++++ Données fournies ++++
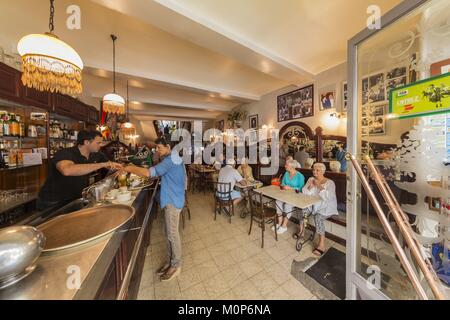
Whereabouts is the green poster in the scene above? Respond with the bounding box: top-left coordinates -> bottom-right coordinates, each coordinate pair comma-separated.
389,72 -> 450,118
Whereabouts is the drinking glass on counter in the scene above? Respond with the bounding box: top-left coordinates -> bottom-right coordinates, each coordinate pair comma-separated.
117,173 -> 127,188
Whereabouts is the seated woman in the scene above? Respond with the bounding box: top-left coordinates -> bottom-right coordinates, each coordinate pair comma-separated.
238,158 -> 255,182
299,163 -> 338,256
272,160 -> 305,234
218,159 -> 245,207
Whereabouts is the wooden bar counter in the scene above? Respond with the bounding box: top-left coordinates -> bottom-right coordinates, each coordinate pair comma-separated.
0,180 -> 159,300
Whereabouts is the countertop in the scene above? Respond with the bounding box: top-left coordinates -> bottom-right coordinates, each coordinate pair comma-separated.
0,187 -> 154,300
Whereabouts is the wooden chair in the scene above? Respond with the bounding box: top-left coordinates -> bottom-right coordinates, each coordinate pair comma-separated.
213,182 -> 234,223
187,167 -> 200,192
181,191 -> 191,229
248,190 -> 278,248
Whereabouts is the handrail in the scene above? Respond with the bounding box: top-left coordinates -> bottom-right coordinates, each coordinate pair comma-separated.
116,181 -> 159,300
347,153 -> 445,300
365,156 -> 445,300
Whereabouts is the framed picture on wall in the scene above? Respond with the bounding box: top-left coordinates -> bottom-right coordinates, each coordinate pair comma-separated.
248,114 -> 258,129
319,85 -> 336,111
386,67 -> 408,97
216,120 -> 225,132
431,59 -> 450,77
341,81 -> 348,112
361,104 -> 387,136
277,85 -> 314,122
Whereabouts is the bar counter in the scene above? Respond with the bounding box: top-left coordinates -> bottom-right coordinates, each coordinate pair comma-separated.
0,181 -> 159,300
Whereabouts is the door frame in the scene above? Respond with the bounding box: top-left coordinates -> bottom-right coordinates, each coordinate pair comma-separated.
346,0 -> 430,300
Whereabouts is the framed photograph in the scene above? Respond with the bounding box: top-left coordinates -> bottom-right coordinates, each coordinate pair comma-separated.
217,120 -> 225,132
30,112 -> 47,121
386,67 -> 406,80
319,86 -> 336,111
341,81 -> 348,112
368,73 -> 386,102
361,104 -> 387,136
361,78 -> 369,105
277,85 -> 314,122
248,114 -> 258,129
431,59 -> 450,77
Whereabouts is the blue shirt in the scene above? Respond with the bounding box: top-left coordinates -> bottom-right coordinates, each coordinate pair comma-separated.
281,171 -> 305,190
150,152 -> 186,209
336,150 -> 347,172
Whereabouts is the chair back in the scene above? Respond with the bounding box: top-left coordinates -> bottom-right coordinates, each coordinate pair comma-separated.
213,182 -> 232,201
248,189 -> 264,217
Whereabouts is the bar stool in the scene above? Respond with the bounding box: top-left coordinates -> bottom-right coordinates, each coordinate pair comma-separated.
213,182 -> 234,223
181,191 -> 191,229
248,190 -> 278,248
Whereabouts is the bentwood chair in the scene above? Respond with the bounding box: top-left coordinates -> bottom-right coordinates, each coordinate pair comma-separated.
213,182 -> 234,223
248,190 -> 278,248
187,166 -> 201,192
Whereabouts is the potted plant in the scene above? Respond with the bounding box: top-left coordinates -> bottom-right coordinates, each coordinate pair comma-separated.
228,111 -> 247,128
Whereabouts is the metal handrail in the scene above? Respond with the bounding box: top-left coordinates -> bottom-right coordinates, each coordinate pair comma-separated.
116,182 -> 159,300
347,154 -> 445,300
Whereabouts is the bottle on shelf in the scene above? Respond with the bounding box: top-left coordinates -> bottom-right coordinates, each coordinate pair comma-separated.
16,115 -> 25,138
0,112 -> 5,138
0,141 -> 9,168
3,113 -> 11,137
9,113 -> 20,137
9,141 -> 18,168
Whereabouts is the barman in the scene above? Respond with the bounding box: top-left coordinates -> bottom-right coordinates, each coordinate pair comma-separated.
36,130 -> 122,210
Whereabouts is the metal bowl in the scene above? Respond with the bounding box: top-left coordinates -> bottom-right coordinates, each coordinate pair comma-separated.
0,226 -> 45,288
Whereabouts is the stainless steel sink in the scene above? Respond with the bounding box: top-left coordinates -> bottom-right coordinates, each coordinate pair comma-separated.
37,204 -> 135,253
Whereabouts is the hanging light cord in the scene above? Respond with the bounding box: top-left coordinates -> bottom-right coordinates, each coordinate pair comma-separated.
125,80 -> 130,122
111,34 -> 117,93
48,0 -> 55,33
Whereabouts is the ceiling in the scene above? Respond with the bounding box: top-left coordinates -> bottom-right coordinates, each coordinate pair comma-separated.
0,0 -> 400,140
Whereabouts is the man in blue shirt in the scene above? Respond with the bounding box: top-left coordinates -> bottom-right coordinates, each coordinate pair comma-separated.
124,138 -> 186,281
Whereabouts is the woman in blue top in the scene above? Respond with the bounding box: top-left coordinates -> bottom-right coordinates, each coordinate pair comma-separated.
272,160 -> 305,234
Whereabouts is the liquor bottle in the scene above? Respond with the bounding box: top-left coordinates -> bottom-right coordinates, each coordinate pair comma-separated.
16,115 -> 25,138
8,141 -> 17,168
3,114 -> 10,137
0,113 -> 4,137
9,113 -> 20,137
0,141 -> 9,168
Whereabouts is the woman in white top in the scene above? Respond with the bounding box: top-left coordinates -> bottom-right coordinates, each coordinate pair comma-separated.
300,163 -> 338,256
238,158 -> 255,182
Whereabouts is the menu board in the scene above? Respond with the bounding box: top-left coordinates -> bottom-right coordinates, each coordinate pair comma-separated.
389,73 -> 450,118
445,113 -> 450,163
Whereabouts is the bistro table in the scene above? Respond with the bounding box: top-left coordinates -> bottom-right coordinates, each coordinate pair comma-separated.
234,180 -> 264,219
255,186 -> 321,252
191,165 -> 217,193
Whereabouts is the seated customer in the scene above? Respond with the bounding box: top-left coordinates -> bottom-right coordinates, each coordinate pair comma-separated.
219,159 -> 244,206
272,160 -> 305,234
238,158 -> 255,182
300,163 -> 338,256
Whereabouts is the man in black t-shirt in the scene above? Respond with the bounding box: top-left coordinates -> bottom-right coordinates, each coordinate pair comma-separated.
36,130 -> 122,210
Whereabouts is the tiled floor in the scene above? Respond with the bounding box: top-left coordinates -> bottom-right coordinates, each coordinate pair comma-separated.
138,193 -> 342,300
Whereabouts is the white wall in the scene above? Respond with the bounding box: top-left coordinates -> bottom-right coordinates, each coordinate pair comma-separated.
239,63 -> 347,136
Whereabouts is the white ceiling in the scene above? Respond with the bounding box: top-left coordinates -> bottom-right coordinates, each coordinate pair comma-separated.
0,0 -> 400,140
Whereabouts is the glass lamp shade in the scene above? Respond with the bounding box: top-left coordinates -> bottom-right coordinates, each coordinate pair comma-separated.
17,33 -> 84,96
103,93 -> 125,114
120,121 -> 134,130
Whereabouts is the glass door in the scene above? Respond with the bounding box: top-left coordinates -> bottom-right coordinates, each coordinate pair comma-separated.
347,0 -> 450,299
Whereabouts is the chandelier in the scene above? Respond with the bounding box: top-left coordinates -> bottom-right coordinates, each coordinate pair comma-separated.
103,34 -> 125,114
120,80 -> 136,140
17,0 -> 83,96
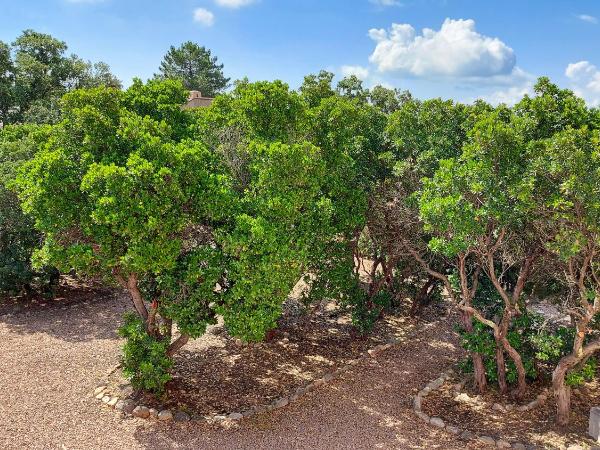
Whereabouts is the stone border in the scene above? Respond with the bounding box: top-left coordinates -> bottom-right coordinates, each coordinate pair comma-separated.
413,369 -> 549,450
94,322 -> 436,425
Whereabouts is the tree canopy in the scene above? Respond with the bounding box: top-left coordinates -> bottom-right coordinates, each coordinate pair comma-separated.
155,41 -> 229,97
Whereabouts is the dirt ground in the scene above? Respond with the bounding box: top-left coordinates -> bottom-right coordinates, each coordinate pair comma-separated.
108,299 -> 426,416
423,370 -> 600,448
0,284 -> 474,449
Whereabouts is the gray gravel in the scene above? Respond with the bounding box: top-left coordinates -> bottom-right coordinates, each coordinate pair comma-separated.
0,296 -> 472,449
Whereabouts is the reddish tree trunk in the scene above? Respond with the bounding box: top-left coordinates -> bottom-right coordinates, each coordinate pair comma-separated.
552,339 -> 600,425
462,311 -> 487,394
496,339 -> 508,395
502,336 -> 527,399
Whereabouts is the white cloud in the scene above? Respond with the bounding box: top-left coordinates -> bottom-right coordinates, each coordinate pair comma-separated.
341,66 -> 369,81
369,19 -> 516,79
576,14 -> 598,24
215,0 -> 256,9
369,0 -> 402,6
565,61 -> 600,106
194,8 -> 215,27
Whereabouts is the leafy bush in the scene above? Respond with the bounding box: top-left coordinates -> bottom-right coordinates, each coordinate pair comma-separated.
0,125 -> 58,295
119,313 -> 173,395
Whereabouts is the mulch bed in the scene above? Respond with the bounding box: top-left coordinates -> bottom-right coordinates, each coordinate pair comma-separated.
109,300 -> 441,417
423,374 -> 600,448
0,275 -> 115,314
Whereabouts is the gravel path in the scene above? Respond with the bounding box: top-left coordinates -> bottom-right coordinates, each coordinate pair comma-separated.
0,290 -> 478,449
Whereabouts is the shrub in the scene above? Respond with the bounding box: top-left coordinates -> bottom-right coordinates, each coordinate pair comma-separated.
119,313 -> 173,395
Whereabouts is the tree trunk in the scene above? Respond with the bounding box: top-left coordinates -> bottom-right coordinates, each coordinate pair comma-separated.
167,334 -> 190,358
502,336 -> 527,399
552,339 -> 600,425
552,355 -> 571,426
126,274 -> 148,323
496,339 -> 508,395
410,275 -> 436,316
462,311 -> 487,394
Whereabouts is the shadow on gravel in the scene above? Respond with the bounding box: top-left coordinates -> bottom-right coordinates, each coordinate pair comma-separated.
129,326 -> 466,449
0,290 -> 130,342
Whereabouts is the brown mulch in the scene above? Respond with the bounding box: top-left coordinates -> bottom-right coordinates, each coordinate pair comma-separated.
0,275 -> 115,315
423,370 -> 600,448
0,284 -> 481,450
109,300 -> 426,416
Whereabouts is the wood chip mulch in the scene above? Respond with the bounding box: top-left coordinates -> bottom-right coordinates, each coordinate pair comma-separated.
423,374 -> 600,448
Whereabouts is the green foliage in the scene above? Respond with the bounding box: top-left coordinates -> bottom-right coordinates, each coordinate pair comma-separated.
459,314 -> 540,383
0,125 -> 57,294
300,70 -> 335,108
155,41 -> 229,97
565,358 -> 598,387
119,313 -> 173,395
0,30 -> 121,124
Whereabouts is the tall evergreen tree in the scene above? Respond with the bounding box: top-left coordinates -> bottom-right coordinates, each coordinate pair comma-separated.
155,41 -> 229,97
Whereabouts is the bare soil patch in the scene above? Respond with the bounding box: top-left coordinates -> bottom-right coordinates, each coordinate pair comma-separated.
423,372 -> 600,448
0,275 -> 110,314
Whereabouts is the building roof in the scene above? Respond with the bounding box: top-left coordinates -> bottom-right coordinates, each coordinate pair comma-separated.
183,91 -> 214,109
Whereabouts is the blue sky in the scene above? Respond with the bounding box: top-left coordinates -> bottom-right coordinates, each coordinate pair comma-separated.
0,0 -> 600,104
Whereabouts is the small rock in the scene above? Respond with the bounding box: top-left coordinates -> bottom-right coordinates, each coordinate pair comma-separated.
427,377 -> 444,391
492,403 -> 506,412
173,411 -> 190,422
122,400 -> 137,414
158,409 -> 173,421
273,397 -> 290,408
94,386 -> 106,395
296,386 -> 306,397
460,430 -> 475,441
131,405 -> 150,419
413,395 -> 422,411
446,425 -> 460,436
121,384 -> 134,398
477,436 -> 496,446
454,392 -> 471,403
416,411 -> 429,423
429,417 -> 446,428
253,405 -> 267,414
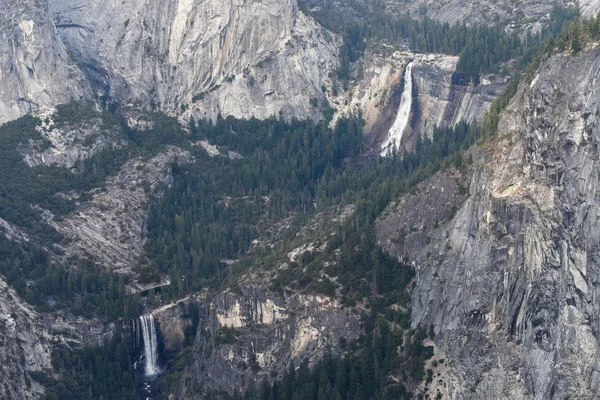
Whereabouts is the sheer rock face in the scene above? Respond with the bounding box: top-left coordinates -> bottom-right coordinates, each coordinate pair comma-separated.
385,0 -> 600,26
0,278 -> 51,399
48,147 -> 193,273
0,0 -> 89,124
377,49 -> 600,399
51,0 -> 337,119
177,276 -> 361,399
344,52 -> 508,150
412,55 -> 507,141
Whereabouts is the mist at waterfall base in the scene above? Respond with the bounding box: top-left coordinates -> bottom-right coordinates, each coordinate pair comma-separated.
381,61 -> 415,157
132,314 -> 163,400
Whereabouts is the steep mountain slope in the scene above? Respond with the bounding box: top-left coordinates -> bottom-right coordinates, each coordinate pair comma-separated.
52,0 -> 337,119
0,0 -> 88,124
385,0 -> 600,25
378,48 -> 600,399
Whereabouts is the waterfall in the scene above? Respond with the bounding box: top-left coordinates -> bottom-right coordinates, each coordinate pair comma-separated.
140,314 -> 160,377
381,61 -> 415,156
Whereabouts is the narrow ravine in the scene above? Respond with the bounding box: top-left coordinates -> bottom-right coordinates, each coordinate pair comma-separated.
381,61 -> 415,157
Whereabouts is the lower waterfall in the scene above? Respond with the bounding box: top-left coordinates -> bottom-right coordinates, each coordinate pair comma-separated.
381,61 -> 415,156
140,314 -> 160,377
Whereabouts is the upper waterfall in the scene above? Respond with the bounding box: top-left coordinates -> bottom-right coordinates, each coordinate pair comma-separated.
381,61 -> 415,156
140,314 -> 160,376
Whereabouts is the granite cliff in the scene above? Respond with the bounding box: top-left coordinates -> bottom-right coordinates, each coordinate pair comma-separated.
377,48 -> 600,399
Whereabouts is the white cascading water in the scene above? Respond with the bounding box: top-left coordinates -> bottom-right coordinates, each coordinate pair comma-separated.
381,61 -> 415,157
140,314 -> 160,376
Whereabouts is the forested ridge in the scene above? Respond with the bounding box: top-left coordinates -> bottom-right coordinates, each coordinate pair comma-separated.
0,6 -> 600,400
305,1 -> 579,88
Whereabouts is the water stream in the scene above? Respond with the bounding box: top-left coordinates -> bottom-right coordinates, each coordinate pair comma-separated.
381,61 -> 415,156
140,314 -> 160,378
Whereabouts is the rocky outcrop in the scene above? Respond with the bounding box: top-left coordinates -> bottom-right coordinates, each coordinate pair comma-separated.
47,147 -> 193,273
385,0 -> 600,26
177,277 -> 361,399
0,277 -> 51,399
342,51 -> 508,151
0,0 -> 89,124
51,0 -> 337,119
377,49 -> 600,399
411,55 -> 508,144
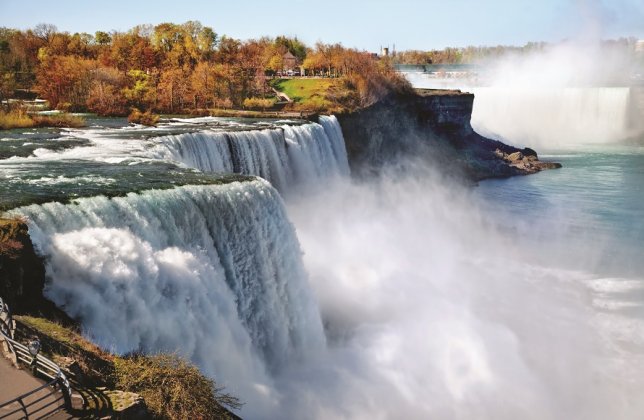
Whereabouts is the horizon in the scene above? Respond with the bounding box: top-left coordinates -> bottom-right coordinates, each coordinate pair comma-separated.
0,0 -> 644,52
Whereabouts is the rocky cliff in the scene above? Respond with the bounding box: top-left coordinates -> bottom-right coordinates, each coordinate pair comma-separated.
0,219 -> 72,324
338,89 -> 560,181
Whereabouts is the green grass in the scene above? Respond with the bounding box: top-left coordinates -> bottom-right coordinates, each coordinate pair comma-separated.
271,79 -> 340,110
0,109 -> 85,130
0,111 -> 35,130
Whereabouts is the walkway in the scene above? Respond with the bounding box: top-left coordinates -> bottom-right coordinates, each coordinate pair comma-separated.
0,352 -> 69,419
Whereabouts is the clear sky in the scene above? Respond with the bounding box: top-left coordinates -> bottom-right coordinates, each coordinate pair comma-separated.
0,0 -> 644,51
++++
● Consigne
Pouvez-vous recopier mot pour mot les lignes situées entre celle qui contient « Whereabouts is the bentwood » et celle qui contient « 9,141 -> 18,168 », ces deux lignes comprises ?

● Corrigé
Whereabouts is the bentwood chair in the scene above? Respond with the bounding box: top-left coordinates -> bottom-right coordinates, each coordinate pair comma-separated.
213,182 -> 234,223
248,190 -> 278,248
187,166 -> 201,192
Whereabouts is the potted plant in the scene above? Respond with the bounding box: top-left coordinates -> bottom-right coordinates, each coordinate pair comma-separated.
228,111 -> 247,128
Whereabouts is the metal handrail in the scene above? Respond with the bounding box: top-left coordinates -> bottom-right coordinates, each coordinate pair comma-separated.
116,182 -> 159,300
347,154 -> 445,300
Whereabouts is the bottle on shelf in the scene above? Respond with the bounding box: top-left coordinates -> bottom-right coordinates, each coordinate pair comma-separated.
16,115 -> 25,138
0,112 -> 5,138
0,141 -> 9,168
3,113 -> 11,137
9,113 -> 20,137
9,141 -> 18,168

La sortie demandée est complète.